→ **Set task 1**
Decide whether each statement below agrees with the Group J preview, answering yes or no and quoting the words of the preview that decide it: (a) Argentina lost a half-time lead in their 2022 opener at Lusail; (b) Lionel Messi will turn 40 during these finals; (c) Jordan is appearing at a World Cup for the first time.

→ **Extract to read**
Group J: Messi's Last World Cup and the Rising Contenders
Anyone pencilling Argentina in for a gentle stroll through Group J would do well to rewind to 2022. Remember Lusail. Two goals overturned by Saudi Arabia, a half-time lead shredded, a World Cup that began with one of the sport’s great ambushes. The eventual champions needed second-half strikes to see off Mexico and Poland too. Procession? Argentina do drama, not parades.
This time they arrive as holders, as serial winners under Lionel Scaloni, and as the team carrying the weight of a farewell. Lionel Messi will turn 39 during these finals. It is almost certainly his last World Cup. North America is his stage and his long goodbye.
Around him, three very different stories circle: Algeria, back after a painful exile; Austria, reborn under Ralf Rangnick; and Jordan, stepping into the World Cup light for the first time. It is a group with pedigree, power and a debutant with nothing to lose. Upsets live in that kind of mix.

→ **Set task 2**
Return every line of the rows below that contains the word "metal".

Point labeling examples:
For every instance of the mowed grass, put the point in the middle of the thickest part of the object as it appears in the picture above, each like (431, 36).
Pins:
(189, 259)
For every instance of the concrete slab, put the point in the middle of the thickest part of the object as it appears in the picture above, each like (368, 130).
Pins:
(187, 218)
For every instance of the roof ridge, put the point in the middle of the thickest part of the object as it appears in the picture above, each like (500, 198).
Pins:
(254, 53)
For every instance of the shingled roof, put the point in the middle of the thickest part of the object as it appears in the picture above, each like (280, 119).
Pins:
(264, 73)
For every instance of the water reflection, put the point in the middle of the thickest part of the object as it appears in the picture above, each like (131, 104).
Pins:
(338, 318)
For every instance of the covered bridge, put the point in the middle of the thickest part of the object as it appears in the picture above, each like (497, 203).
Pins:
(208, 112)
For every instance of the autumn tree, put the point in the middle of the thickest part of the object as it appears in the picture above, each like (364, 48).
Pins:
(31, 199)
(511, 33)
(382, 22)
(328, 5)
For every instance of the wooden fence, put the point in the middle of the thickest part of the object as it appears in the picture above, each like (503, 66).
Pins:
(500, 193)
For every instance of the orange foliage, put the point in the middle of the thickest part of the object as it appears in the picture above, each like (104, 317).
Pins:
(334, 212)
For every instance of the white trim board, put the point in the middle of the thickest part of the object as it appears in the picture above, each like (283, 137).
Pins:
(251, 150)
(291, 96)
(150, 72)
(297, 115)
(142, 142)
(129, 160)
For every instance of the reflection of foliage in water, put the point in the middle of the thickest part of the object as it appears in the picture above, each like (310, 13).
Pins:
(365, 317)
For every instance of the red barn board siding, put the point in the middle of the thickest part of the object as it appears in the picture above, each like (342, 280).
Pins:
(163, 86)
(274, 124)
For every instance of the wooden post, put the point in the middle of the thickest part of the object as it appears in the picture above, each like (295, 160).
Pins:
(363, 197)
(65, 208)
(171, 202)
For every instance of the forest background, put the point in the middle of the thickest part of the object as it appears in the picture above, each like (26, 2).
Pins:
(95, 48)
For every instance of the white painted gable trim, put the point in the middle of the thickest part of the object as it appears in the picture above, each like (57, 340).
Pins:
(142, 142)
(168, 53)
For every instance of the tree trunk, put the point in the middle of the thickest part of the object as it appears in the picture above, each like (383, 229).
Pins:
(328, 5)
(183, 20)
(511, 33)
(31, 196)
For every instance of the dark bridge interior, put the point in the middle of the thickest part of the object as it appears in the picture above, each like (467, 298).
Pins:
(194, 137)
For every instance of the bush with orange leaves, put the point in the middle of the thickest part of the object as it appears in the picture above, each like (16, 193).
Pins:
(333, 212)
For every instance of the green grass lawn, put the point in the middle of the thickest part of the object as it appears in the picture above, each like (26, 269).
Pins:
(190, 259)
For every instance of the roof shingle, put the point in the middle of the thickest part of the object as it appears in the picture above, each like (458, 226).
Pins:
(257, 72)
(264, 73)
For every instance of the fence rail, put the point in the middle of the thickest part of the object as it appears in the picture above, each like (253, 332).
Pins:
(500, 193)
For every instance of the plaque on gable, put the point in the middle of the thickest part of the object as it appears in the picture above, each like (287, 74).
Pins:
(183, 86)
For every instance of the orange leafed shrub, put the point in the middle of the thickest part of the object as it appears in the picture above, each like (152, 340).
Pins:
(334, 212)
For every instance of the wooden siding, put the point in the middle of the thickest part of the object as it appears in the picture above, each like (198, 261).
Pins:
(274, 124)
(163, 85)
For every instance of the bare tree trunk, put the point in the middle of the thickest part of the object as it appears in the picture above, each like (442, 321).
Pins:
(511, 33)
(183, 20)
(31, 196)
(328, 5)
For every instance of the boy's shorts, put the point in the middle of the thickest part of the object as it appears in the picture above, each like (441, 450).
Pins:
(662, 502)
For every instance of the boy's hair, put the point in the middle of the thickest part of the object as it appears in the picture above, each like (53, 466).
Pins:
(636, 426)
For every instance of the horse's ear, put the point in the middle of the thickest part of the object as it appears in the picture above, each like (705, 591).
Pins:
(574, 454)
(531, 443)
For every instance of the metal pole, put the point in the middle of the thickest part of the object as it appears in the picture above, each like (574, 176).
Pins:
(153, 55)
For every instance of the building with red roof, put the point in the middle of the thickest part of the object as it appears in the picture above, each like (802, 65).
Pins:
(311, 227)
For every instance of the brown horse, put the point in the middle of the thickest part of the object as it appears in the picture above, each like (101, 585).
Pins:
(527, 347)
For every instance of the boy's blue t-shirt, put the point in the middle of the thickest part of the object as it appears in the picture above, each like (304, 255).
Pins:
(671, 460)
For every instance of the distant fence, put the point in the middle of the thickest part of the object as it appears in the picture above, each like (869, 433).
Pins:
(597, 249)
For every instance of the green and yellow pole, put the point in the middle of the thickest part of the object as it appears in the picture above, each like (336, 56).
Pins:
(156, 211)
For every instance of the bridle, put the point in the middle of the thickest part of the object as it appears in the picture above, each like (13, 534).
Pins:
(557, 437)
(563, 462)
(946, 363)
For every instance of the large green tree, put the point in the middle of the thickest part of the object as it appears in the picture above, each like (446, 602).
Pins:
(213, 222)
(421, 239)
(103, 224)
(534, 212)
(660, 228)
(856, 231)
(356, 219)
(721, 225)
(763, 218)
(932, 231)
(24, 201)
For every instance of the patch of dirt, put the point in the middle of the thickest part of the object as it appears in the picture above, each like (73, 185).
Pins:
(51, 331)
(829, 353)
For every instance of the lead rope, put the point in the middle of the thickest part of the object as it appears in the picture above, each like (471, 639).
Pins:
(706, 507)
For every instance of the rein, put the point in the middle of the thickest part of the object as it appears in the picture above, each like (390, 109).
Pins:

→ **Worked solution 1**
(a) Yes: "a half-time lead shredded"
(b) No: "Lionel Messi will turn 39 during these finals."
(c) Yes: "Jordan, stepping into the World Cup light for the first time"

→ **Worked solution 2**
For every instance of the metal pole, put the point in the middle of the thickest part of the object as it appears in the picture above, each like (574, 176).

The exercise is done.